**DOCUMENT EXCERPT**.
--------------------------------------------------
Saturday, November 2, 2024

Centenary College students and professors bring STEM programs to annual Barksdale Air Show

by BIZ Magazine

Centenary College students and faculty members will join dozens of other local STEM professionals this weekend in STEMZONE, part of the annual Barksdale Air Force Base Defenders of Liberty Air Show. Centenary will have three booths created and hosted by the College’s biology and kinesiology departments.

STEMZONE is organized by STARBASE, a U.S. Department of Defense-funded after school STEM mentoring program that brings science-based activities to students from 5th through 12th grades. STARBASE is an official Centenary community partner, a designation that allows students from the College to volunteer with the program and act as science mentors to local students.

Centenary’s biology department booth is a giant walk-through cell, allowing STEMZONE visitors to embark on a self-paced tour of different organelles and cellular components, including a cell nucleus and a mitochondrion, the powerhouse of the cell. Biology faculty members Dr. Rebecca Murphy, Dr. Scott Chirhart, and Dr. Jarret Richardson worked with theater professor Don Hooper to create the monumental space and structures. The booth also features several scannable QR codes that feature games created by Centenary students during their Cell Biology course.

“One of the things that sets Centenary apart from many larger institutions is our ability to make deep connections within the community,” noted Murphy. “Participating in this event reinforces our commitment to the next generation of STEM professionals, and the collaboration between the theater and biology department really highlights our strengths as a liberal arts institution.”

The College’s two kinesiology booths, created by Dr. Anna Leal and Dr. Xiaoxia Zhang, will engage visitors in movement-related activities and will also showcase a set of diverse anatomical models created last spring by Centenary students. Anatomical models are an important tool used in biology and kinesiology courses, but the vast majority of commercially-available models depict bodies that are young, lean, white, and male. Three Centenary students transformed some of the College’s existing anatomical models, which will be on display this weekend. The students have presented research talks based on their project at multiple academic conferences and will present at the American Physiology Summit in California next month. Meanwhile, Centenary students from the Motor Learning course will bring several interesting and entertaining lab experiments to this STEMZONE and lead the visitors to explore the underlying motor control and learning mechanisms of some daily activities/phenomena.

“Participating in this event is very meaningful, because it allows Centenary College students and professors to show some fun facts about the sciences to K-12 children and their parents, which may at some point trigger some new thoughts and ideas,” said Zhang. “College students can also apply what they learned in class to teach or show to a diverse group.”
--------------------------------------------------
**TASK INSTRUCTIONS**. List every Centenary College professor named in the article about the Barksdale Air Show. The records below have no connection to the article.

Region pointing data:
--------------------------------------------------
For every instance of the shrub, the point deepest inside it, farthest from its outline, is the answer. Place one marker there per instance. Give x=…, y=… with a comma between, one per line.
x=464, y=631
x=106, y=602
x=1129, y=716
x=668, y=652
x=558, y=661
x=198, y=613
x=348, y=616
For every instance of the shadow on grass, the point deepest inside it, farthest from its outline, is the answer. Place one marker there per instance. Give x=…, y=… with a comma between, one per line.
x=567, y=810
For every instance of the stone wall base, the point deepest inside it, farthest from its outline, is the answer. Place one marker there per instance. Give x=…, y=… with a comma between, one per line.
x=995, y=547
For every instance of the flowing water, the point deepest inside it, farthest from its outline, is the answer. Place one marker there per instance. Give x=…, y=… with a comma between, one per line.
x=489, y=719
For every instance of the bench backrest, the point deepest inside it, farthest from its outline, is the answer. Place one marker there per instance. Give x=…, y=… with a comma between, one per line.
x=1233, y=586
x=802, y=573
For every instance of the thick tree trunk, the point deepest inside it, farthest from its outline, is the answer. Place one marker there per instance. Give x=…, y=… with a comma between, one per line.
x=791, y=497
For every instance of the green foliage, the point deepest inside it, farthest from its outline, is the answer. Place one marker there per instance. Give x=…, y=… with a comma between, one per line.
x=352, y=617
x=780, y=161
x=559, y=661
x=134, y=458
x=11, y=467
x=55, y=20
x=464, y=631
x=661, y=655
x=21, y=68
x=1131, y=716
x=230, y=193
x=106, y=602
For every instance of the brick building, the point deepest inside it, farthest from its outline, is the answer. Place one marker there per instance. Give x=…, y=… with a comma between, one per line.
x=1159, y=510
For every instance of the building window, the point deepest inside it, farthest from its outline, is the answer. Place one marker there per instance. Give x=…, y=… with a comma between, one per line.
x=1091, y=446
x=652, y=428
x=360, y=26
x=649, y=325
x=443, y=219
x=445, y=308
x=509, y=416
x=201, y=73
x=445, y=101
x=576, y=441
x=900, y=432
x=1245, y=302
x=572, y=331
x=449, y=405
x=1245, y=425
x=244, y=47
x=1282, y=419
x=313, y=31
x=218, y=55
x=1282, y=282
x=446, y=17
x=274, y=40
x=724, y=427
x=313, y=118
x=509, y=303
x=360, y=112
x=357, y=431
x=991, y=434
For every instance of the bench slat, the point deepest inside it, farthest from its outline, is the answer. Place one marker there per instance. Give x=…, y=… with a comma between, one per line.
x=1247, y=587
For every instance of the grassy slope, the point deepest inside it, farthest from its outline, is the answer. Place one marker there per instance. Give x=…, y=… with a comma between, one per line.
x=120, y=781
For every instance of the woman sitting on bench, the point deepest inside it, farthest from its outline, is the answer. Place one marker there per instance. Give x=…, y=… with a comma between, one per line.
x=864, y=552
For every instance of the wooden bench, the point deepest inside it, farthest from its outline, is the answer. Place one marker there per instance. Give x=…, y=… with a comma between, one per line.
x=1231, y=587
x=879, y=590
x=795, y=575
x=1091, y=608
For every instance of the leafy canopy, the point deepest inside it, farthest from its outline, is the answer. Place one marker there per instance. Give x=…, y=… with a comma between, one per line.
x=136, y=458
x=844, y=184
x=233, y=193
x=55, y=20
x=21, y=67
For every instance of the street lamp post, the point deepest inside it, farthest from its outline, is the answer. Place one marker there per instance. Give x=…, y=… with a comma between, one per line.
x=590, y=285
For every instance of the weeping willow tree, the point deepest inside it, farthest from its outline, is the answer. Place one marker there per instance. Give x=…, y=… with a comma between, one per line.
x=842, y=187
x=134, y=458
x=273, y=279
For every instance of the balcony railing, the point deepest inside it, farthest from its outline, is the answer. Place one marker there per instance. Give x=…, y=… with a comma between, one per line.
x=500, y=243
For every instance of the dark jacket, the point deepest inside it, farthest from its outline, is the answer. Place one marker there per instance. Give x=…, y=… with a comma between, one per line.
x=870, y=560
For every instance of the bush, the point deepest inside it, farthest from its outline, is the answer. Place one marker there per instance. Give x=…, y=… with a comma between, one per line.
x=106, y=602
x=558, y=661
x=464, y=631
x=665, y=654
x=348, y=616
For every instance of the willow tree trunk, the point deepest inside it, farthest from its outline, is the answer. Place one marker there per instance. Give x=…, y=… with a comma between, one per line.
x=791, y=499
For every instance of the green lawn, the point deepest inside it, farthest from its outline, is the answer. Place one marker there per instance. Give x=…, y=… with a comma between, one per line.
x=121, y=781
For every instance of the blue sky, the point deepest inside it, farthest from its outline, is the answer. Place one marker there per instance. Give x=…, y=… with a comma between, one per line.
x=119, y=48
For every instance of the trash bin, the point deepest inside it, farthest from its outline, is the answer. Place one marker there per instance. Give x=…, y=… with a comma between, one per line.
--------------------------------------------------
**EXERCISE ANSWER**. Dr. Rebecca Murphy, Dr. Scott Chirhart, Dr. Jarret Richardson, Don Hooper, Dr. Anna Leal, Dr. Xiaoxia Zhang